═══ Fragmento citado

La parábola del hijo pródigo o del Padre misericordioso es uno de los relatos evangélicos más bellos y aleccionadores que podemos reflexionar.  En él, a través de una historia muy humana y entrañable, llena de ternura, se nos destaca la infinita misericordia del corazón del Padre. La parábola encierra una gran lección y un testimonio ejemplar que propicia una profunda reflexión y un obrar en consecuencia. Si entramos en el fondo de cada personaje, no nos será difícil hallar algunos retazos de nuestra propia vida. El texto, en su globalidad, es una firme llamada al perdón, a la celebración y a la fiesta organizada para expresar el gozo y el júbilo que se experimenta por el regreso de quien se alejó de la casa del Padre. Porque de eso trata la narración: de un camino de retorno al Padre, una propuesta muy oportuna en este tiempo cuaresmal, que anticipa la gozosa novedad purificadora de la Pascua, gracias al amor sin límites de Jesucristo con su entrega para salvarnos.
 
Si analizamos con cierto detenimiento el contenido del relato y las actitudes de sus protagonistas, podemos observar la especial relevancia que otorga el narrador a la figura del Padre, auténtico protagonista de la parábola, aunque tradicionalmente se haya puesto el acento en la persona del hijo pródigo. No en vano Lucas, quien mejor ha expresado la ternura de Dios, centra la trama narrativa en la infinita misericordia del Padre que anhela y espera incondicionalmente, con los brazos abiertos, el regreso del hijo al hogar familiar. En este sentido es muy interesante considerar el modo con que el Padre ejerce esta misericordia.

══════
═══ Datos sin procesar

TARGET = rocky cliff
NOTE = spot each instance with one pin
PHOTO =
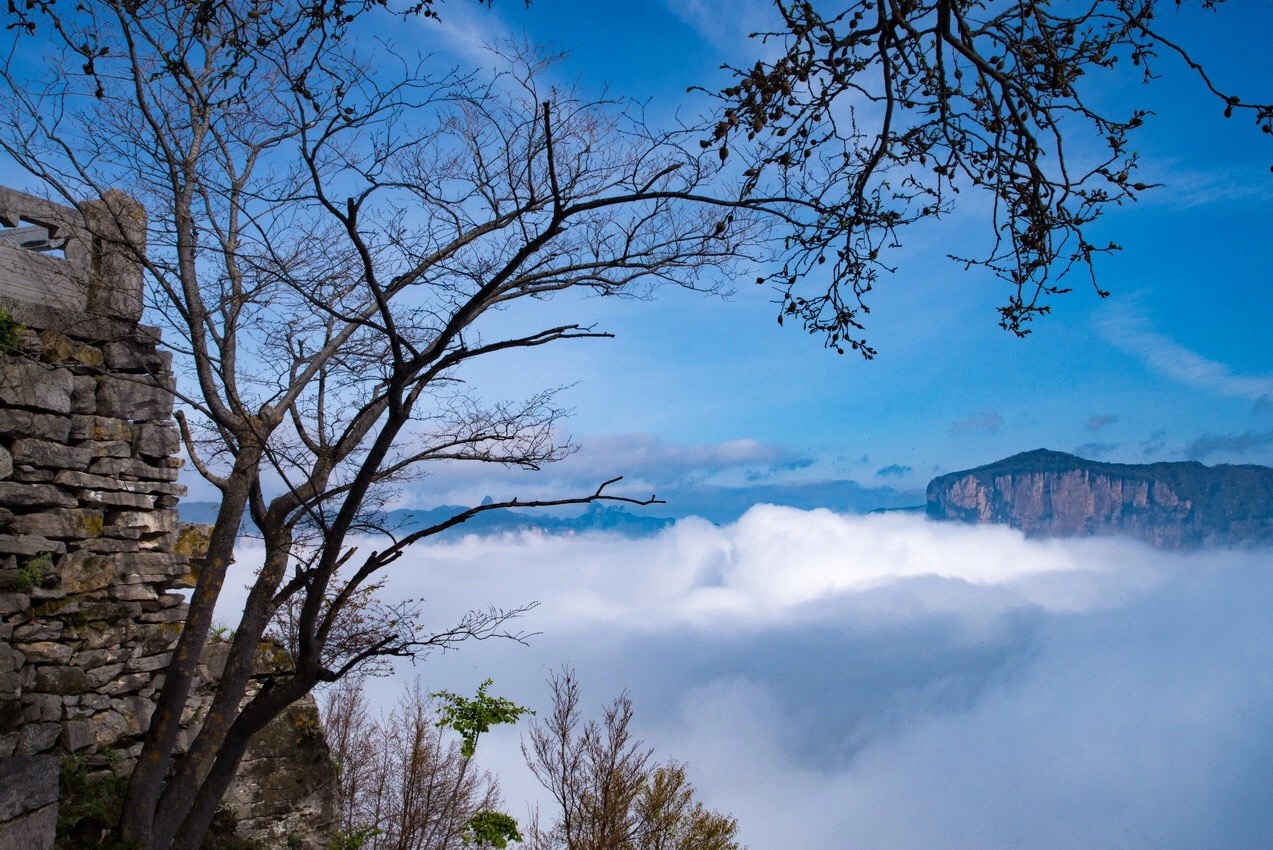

══════
═══ Datos sin procesar

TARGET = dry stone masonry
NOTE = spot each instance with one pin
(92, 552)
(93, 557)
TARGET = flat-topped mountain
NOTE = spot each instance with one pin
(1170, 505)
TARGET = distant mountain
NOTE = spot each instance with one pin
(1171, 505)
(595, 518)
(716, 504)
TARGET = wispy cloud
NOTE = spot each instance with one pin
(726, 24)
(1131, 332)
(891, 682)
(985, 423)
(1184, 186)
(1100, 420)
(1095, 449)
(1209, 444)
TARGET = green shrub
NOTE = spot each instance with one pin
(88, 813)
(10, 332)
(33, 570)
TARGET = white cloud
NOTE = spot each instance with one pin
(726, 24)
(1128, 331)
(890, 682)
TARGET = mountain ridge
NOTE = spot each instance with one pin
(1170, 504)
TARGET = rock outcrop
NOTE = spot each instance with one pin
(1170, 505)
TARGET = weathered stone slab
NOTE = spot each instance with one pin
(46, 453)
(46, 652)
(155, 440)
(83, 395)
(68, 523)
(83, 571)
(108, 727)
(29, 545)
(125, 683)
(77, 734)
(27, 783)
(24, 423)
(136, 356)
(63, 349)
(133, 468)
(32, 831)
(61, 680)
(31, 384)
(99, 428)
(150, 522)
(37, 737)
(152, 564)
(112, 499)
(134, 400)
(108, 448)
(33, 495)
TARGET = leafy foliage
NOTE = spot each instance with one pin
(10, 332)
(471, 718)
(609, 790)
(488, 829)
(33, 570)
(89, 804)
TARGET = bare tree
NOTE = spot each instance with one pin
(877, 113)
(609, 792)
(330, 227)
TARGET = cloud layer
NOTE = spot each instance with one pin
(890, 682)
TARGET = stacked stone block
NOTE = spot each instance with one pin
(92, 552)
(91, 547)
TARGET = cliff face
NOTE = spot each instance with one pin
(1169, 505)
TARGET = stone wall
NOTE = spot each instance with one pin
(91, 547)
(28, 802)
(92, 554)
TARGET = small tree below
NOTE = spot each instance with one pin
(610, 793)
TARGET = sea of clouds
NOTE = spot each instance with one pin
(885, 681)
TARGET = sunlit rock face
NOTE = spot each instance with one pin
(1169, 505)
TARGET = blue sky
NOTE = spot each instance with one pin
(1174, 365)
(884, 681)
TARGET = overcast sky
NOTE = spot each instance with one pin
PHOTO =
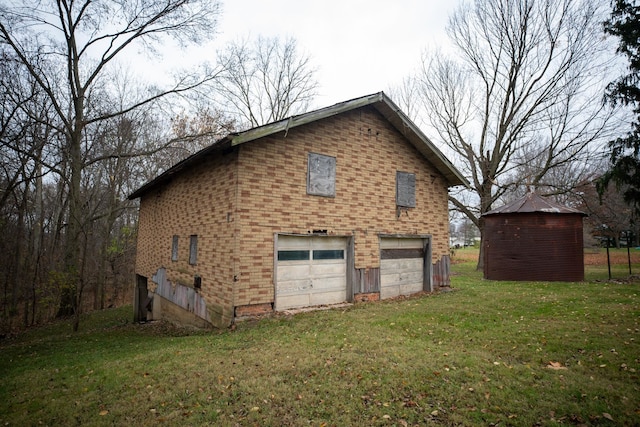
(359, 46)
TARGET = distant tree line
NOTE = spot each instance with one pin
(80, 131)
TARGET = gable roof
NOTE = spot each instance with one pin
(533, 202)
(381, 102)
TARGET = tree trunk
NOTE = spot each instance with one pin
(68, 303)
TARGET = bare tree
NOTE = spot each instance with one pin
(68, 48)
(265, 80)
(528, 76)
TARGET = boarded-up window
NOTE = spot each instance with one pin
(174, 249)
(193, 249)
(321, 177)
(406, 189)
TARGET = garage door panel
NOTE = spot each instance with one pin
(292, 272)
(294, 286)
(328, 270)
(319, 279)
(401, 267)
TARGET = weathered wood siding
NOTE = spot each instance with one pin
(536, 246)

══════

- [Instrucción]:
Copia al pie de la letra el pasaje del texto sobre la parábola del hijo pródigo que empieza en "Si analizamos con" y termina en "ejerce esta misericordia.".

- [Respuesta]:
Si analizamos con cierto detenimiento el contenido del relato y las actitudes de sus protagonistas, podemos observar la especial relevancia que otorga el narrador a la figura del Padre, auténtico protagonista de la parábola, aunque tradicionalmente se haya puesto el acento en la persona del hijo pródigo. No en vano Lucas, quien mejor ha expresado la ternura de Dios, centra la trama narrativa en la infinita misericordia del Padre que anhela y espera incondicionalmente, con los brazos abiertos, el regreso del hijo al hogar familiar. En este sentido es muy interesante considerar el modo con que el Padre ejerce esta misericordia.